Given exercise: Reproduce each of the following entries verbatim.

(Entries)
++++++++++
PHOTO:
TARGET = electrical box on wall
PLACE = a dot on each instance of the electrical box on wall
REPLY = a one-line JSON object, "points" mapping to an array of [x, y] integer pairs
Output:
++++++++++
Result of this exercise:
PHOTO:
TARGET = electrical box on wall
PLACE = a dot on each instance of the electrical box on wall
REPLY = a one-line JSON object, "points" mapping to an array of [x, y] integer pairs
Output:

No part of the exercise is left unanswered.